Work to be completed —
Find every line in the records that contains the word "ceiling", matching case exactly, and copy each of those lines in full.

Record set —
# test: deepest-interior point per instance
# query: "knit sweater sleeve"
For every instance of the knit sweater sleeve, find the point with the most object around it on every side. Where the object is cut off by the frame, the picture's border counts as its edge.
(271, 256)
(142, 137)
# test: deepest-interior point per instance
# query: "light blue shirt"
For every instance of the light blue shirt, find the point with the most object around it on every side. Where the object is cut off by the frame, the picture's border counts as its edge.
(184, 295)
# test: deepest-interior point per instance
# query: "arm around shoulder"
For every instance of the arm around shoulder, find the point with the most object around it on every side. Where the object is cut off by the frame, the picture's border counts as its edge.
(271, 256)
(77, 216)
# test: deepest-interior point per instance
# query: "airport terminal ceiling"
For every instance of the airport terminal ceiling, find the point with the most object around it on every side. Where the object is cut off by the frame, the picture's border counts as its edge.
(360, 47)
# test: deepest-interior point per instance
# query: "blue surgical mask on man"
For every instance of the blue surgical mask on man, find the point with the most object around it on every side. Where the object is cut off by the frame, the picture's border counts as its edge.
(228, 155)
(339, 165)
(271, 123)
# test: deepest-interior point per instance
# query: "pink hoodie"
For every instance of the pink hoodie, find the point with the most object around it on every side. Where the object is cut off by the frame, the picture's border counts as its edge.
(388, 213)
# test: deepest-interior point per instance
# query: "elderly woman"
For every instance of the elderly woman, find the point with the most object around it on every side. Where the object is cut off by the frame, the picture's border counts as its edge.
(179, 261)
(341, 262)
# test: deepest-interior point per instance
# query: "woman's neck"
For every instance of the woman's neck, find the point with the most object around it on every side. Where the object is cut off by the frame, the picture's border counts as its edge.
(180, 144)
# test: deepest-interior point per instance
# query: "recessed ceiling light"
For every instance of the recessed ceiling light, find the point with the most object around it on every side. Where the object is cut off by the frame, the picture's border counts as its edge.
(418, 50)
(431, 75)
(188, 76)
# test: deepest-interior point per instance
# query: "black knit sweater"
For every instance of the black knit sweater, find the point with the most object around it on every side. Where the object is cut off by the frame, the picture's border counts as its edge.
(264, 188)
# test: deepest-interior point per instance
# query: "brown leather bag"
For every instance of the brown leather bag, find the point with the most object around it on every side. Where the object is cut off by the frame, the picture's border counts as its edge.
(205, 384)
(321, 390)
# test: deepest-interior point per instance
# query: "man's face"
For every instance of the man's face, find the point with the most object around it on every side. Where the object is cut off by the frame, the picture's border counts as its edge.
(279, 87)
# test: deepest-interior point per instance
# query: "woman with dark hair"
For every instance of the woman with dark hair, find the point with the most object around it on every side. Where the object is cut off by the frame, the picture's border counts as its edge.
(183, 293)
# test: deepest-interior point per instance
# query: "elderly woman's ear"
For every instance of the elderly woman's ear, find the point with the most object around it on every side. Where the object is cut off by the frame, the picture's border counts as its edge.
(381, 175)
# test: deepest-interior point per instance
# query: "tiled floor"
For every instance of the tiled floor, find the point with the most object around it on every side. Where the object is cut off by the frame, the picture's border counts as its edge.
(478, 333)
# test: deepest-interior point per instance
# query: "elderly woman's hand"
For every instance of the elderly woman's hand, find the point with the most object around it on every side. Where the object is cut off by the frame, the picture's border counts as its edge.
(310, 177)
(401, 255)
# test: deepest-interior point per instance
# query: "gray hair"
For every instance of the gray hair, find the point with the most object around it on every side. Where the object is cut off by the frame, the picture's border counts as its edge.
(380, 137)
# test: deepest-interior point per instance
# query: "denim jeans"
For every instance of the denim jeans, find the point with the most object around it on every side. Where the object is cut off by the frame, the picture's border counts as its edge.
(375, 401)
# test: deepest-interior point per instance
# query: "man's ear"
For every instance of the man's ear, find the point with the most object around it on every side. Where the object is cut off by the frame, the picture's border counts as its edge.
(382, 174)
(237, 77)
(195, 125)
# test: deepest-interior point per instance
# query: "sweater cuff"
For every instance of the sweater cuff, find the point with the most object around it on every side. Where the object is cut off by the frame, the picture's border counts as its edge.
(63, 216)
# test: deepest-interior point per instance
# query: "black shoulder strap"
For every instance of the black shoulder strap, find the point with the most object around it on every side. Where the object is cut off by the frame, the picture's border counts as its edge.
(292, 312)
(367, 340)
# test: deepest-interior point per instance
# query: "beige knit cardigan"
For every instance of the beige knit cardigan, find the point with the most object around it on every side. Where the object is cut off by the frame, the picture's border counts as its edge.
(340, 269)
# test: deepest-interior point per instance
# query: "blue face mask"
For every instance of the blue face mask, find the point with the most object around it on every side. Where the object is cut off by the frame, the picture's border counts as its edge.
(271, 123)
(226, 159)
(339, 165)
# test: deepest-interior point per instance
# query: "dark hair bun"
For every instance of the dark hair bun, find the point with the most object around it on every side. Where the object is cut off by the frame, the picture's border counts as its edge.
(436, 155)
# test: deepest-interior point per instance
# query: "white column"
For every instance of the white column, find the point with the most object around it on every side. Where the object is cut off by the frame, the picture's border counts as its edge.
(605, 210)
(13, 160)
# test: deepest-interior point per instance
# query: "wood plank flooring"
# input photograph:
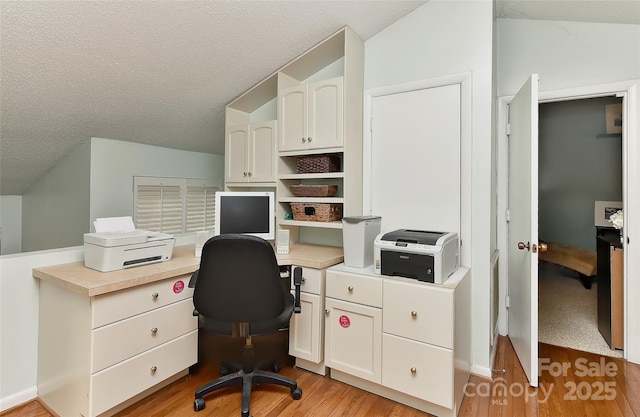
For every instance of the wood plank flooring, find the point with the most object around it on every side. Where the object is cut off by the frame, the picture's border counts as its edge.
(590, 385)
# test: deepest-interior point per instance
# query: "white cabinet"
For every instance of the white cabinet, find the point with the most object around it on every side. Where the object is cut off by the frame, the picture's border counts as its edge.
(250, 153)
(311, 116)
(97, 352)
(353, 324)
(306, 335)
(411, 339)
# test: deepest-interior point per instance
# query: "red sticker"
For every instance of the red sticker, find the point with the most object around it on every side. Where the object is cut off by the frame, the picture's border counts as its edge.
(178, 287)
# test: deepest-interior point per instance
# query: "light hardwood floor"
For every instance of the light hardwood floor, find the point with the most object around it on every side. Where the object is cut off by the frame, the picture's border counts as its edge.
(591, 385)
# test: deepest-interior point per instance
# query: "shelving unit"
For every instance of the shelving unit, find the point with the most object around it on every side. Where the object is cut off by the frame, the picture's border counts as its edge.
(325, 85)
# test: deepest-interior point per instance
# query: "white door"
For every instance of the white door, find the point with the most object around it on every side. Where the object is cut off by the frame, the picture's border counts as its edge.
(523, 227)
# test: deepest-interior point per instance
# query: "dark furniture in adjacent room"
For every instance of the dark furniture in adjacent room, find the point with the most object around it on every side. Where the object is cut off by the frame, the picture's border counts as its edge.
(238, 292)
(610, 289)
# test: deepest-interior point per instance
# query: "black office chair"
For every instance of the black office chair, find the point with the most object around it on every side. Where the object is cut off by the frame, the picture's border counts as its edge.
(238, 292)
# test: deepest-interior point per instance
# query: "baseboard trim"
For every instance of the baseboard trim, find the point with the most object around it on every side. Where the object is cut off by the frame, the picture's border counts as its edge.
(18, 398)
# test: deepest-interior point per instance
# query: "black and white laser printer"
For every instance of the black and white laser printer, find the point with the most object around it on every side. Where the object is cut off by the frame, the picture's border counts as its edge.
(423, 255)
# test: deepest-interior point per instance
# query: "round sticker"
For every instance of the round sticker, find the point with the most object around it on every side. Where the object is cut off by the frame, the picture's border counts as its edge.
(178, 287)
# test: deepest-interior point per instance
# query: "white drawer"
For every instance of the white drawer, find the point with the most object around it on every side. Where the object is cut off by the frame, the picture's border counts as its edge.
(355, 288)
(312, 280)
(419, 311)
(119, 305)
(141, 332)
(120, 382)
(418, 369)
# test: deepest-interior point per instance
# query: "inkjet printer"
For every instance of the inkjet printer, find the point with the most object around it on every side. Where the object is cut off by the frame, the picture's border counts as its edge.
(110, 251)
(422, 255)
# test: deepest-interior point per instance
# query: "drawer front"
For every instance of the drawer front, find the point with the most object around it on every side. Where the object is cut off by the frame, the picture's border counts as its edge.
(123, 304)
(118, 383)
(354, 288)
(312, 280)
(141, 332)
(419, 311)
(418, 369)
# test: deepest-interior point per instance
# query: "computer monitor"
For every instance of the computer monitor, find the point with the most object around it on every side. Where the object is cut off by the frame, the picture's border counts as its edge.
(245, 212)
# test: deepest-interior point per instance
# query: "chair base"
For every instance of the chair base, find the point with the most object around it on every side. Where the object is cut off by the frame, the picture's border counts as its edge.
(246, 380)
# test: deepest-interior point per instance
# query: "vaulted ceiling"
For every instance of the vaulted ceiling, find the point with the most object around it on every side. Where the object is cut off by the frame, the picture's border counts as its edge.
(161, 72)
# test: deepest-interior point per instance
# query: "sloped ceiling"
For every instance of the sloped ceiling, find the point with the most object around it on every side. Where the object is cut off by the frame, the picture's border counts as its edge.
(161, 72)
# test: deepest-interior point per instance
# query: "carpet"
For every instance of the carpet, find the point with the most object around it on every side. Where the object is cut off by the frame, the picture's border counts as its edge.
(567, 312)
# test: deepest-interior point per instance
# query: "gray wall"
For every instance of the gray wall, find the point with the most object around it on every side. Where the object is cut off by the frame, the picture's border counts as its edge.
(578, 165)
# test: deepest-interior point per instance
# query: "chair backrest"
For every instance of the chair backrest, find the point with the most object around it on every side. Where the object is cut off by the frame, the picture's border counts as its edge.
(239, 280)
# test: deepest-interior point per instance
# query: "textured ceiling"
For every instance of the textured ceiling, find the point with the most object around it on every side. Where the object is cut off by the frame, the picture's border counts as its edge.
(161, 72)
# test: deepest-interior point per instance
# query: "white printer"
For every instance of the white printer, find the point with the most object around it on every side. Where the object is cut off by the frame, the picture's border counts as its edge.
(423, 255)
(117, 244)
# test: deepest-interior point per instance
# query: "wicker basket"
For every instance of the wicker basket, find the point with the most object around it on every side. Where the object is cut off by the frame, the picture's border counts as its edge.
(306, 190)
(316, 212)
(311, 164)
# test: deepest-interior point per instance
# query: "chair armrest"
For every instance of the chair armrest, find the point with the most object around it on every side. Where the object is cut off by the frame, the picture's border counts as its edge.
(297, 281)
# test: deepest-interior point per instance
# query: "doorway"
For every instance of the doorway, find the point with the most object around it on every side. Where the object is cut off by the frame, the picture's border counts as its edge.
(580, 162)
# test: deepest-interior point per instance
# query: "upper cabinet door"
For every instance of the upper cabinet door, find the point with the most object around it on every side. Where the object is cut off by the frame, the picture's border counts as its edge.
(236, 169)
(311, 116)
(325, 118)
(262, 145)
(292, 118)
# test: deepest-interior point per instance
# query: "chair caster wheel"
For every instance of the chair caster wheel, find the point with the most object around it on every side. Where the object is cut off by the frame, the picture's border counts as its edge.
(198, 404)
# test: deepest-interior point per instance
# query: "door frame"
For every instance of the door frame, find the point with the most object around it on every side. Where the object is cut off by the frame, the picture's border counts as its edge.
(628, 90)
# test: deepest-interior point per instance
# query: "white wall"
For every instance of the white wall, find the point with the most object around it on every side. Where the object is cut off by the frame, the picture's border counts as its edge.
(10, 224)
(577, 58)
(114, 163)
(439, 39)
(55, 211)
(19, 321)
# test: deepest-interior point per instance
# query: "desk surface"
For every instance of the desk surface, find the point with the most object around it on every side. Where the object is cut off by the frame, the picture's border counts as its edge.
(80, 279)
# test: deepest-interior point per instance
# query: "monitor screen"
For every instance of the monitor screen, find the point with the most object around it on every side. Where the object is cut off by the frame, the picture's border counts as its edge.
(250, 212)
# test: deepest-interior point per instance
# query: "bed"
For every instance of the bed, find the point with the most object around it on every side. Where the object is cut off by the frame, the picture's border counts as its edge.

Completed exercise —
# query: "airport terminal ceiling"
For every instance of the airport terminal ceiling, find the point with the most object around it on every side. Where the object is cut off by the frame, the picture's border counts as its edge.
# query: "recessed ceiling light"
For every instance of the recessed ceiling light, find the point with the most object around it on every side. Where the object is cut off by the frame, the picture's border counts as its edge.
# query: "vaulted ceiling"
For every instance of the vaulted ceiling, find the point with the most object around it on every side. Where the object is cut off by the frame, the picture's border counts as its edge.
# query: "sloped ceiling"
For every instance of the sloped ceiling, find the point with the most object around it on every side. Where the object is cut off by the frame, the picture's border counts as its edge.
# query: "textured ceiling"
For every instance of the textured ceiling, find the point with the most object around it on every side. Where the object is cut off by the frame, the picture's border counts as its edge.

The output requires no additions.